• Set exercise 1: Repeat the passage of the qpid mailing-list thread between "On Wed, Feb" and "my 0.5 installation.", inclusive.
• Set exercise 2: According to the qpid mailing-list thread, which release should contain a fairly workable version of the new messaging API?
• Set exercise 3: List every date on which the qpid mailing-list thread says one of its messages was written.

== Source extract ==

On Wed, Feb 17, 2010 at 5:07 AM, Cajus Pollmeier <[email protected]> wrote:
> Thanks. The help thingie did the trick - just exported it to something more 
> usable.
>
> You're talking about qpid.messaging. Where can I find this one? It doesn't 
> seem to be in my 0.5 installation.

The new messaging API is still being worked out.
However the 0.6 release should contain a fairly workable API.

>
> Am 16.02.2010 um 15:08 schrieb Gordon Sim:
>
>> On 02/15/2010 05:52 PM, Cajus Pollmeier wrote:
>>> Hmm. Looks like the specs declare an user-id in the message-properties. The 
>>> python docs don't tell me much about session.message_properties() and 
>>> possible methods.
>>>
>>> Is there a way to get it?
>>
>> You can get information on the various properties using pythons help 
>> mechanism and an interactive python session. (import qpid.session, then 
>> help(qpid.session.Session)). That will include information on the methods 
>> and properties available (most of the text is taken from the amqp xml spec).
>>
>> msg.get("message_properties").userid lets you get at the userid (I believe 
>> msg["message_properties"].userid would do the same.
>>
>> Btw, you may also want to look at the higher level api in qpid.messaging. It 
>> aims to abstract a lot of the protocol details making it easier to use and 
>> more future proof.
>>
>>>
>>> Am 15.02.2010 um 10:55 schrieb Cajus Pollmeier:
>>>
>>>> Hi,
>>>>
>>>> sorry for the badly chosen subject - I'm new to the world of amqp/qpid and 
>>>> I'm playing with the python stuff in the moment. While digging around, I 
>>>> ran into a couple of questions:
>>>>
>>>> The python examples offer a .body element for messages, where I can get 
>>>> the message body. How can I  find out which SASL user sent the message?

===
== Supplied material ==

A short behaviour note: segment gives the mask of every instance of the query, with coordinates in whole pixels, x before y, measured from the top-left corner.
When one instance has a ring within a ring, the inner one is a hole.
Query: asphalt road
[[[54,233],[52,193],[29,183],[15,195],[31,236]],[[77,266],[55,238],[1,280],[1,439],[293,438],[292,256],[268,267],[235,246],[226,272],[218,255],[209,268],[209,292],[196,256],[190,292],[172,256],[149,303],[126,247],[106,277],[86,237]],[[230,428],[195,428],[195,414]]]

===

• Result 1:
On Wed, Feb 17, 2010 at 5:07 AM, Cajus Pollmeier <[email protected]> wrote:
> Thanks. The help thingie did the trick - just exported it to something more 
> usable.
>
> You're talking about qpid.messaging. Where can I find this one? It doesn't 
> seem to be in my 0.5 installation.

• Result 2: The 0.6 release.

• Result 3:
Feb 17, 2010
16.02.2010
02/15/2010
15.02.2010